While the present appeal was limited in its scope to a point of law, it was submitted that it was also open to the High Court to intervene if it found that the Labour Court had based its decision on an unsustainable finding of fact. In the instant case the Labour Court had erred in determining that the respondent fulfilled the requirements of Regulations 4 and 5 by awarding purported compensatory rest breaks, when at no material time was the applicant engaged in anything other than “working time” as defined by the Act. Alternatively, the findings of fact made by the Labour Court were erroneous. The periods of inactivity experienced by the appellant in the course of his duties were neither a rest period nor a break. The inferences drawn by the Labour Court from the presence of cooking equipment in the security hut were and are unsustainable having regard to the fact that the appellant was, at all times he was in the hut, required to be available to discharge work duties as they might arise. The fact that those duties may only have arisen intermittently does not alter the fact that the appellant was required to be available for the discharge of such duties and therefore could not have been on a rest period or break.

The right to a rest break during the course of work is guaranteed by Article 4 of the Working Time Directive and is an essential social right to which all workers in the EU are entitled. As such, any derogation from that right must be construed strictly. That had not happened in the instant case. The Act of 1997 and the Regulations made thereunder specifically provide that the exemption shall not apply unless the provisions of Regulation 5 are complied with. Regulation 5 had not been complied with because the employer had failed to determine the duration of any break to which the appellant was entitled and had failed also to have regard to the additional requirement to consider the “comfort of the employee” as required also by the same article of the Regulation.

*EXTRACTED RECORDS*
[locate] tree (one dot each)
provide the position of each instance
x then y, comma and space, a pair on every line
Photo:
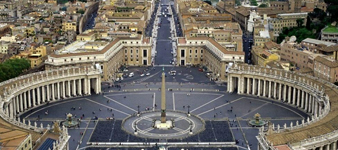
263, 5
12, 68
80, 11
300, 22
253, 3
308, 22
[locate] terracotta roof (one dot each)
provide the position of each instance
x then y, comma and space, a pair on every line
105, 49
332, 48
326, 62
271, 44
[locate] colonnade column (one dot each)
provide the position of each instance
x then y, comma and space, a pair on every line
21, 102
59, 91
248, 86
269, 91
298, 97
29, 98
7, 110
63, 89
264, 88
14, 107
284, 93
306, 102
253, 86
310, 103
85, 86
68, 89
275, 90
38, 91
33, 95
48, 93
25, 99
289, 96
53, 92
74, 88
259, 87
11, 110
80, 87
303, 99
17, 103
89, 88
294, 96
334, 145
280, 91
315, 107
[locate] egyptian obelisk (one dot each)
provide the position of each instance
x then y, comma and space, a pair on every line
163, 102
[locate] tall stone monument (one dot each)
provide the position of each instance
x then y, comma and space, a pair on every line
163, 101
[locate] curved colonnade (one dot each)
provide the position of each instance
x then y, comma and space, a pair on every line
316, 97
26, 92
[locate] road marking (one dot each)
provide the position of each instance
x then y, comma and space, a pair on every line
254, 110
107, 106
174, 102
280, 106
113, 94
50, 105
198, 93
119, 103
154, 101
220, 106
207, 103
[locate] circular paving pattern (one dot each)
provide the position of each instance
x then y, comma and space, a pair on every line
144, 123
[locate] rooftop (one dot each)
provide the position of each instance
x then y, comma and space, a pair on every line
331, 29
314, 41
80, 46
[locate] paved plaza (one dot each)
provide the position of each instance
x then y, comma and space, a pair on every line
204, 99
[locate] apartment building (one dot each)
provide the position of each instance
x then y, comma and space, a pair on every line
326, 68
208, 53
287, 20
109, 55
228, 34
330, 34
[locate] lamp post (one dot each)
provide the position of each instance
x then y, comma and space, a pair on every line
188, 110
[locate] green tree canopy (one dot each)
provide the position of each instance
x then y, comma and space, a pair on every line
263, 5
12, 68
253, 3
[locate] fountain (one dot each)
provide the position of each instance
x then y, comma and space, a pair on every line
257, 121
70, 121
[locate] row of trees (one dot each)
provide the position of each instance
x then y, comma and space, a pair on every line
12, 68
315, 22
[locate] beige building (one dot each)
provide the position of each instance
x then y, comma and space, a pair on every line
229, 34
264, 56
69, 26
288, 20
326, 68
108, 56
292, 52
209, 54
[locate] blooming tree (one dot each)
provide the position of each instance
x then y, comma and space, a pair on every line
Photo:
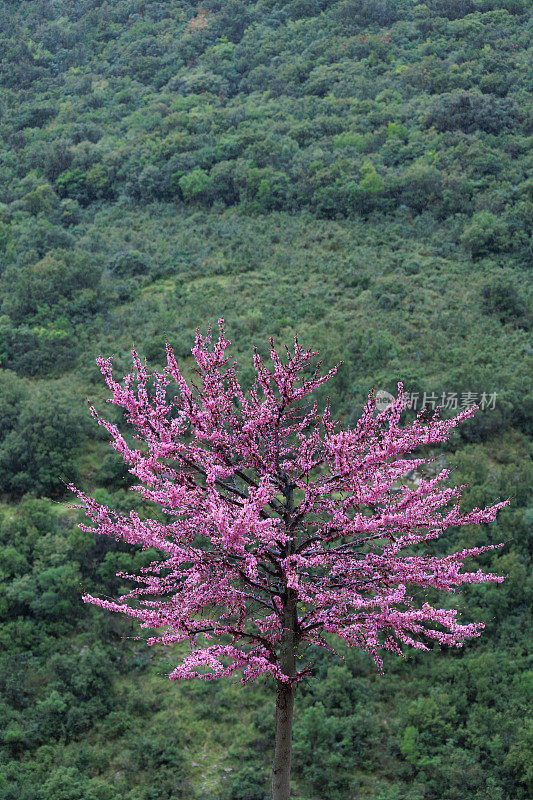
282, 527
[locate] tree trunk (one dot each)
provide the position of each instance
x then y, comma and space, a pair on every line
281, 769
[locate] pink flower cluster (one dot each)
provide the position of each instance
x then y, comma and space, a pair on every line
268, 503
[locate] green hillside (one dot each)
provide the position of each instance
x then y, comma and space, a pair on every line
357, 172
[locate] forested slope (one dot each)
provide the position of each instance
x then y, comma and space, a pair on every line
353, 171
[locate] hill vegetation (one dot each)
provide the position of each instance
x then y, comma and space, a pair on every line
357, 172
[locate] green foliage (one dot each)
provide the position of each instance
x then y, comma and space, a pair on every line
354, 171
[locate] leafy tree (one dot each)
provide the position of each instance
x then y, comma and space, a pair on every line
284, 526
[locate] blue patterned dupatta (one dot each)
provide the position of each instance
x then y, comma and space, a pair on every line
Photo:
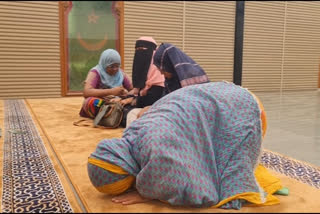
197, 146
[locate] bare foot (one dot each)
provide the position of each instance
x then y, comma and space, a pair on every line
130, 198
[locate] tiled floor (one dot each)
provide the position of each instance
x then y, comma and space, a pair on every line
293, 124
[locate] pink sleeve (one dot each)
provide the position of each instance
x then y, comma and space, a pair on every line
93, 78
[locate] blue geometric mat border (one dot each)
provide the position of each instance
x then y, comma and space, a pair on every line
292, 168
30, 182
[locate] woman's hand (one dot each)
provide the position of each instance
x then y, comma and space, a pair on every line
119, 91
130, 198
114, 100
126, 101
143, 111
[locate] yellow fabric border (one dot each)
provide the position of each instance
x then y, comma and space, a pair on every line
108, 166
269, 183
117, 187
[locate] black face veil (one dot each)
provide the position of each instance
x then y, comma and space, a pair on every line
141, 62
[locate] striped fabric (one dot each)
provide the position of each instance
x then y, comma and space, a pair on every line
197, 146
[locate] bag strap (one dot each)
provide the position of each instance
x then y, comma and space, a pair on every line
81, 123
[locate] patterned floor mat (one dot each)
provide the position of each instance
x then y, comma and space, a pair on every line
295, 169
30, 183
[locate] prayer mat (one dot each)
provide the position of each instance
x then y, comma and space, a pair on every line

*YOUR TASK*
Can you reproduce the Labour Court appeal passage from "The right to" to "of the Regulation.", switching "Regulation 5" to "Regulation 6" throughout?

*EXERCISE ANSWER*
The right to a rest break during the course of work is guaranteed by Article 4 of the Working Time Directive and is an essential social right to which all workers in the EU are entitled. As such, any derogation from that right must be construed strictly. That had not happened in the instant case. The Act of 1997 and the Regulations made thereunder specifically provide that the exemption shall not apply unless the provisions of Regulation 6 are complied with. Regulation 6 had not been complied with because the employer had failed to determine the duration of any break to which the appellant was entitled and had failed also to have regard to the additional requirement to consider the “comfort of the employee” as required also by the same article of the Regulation.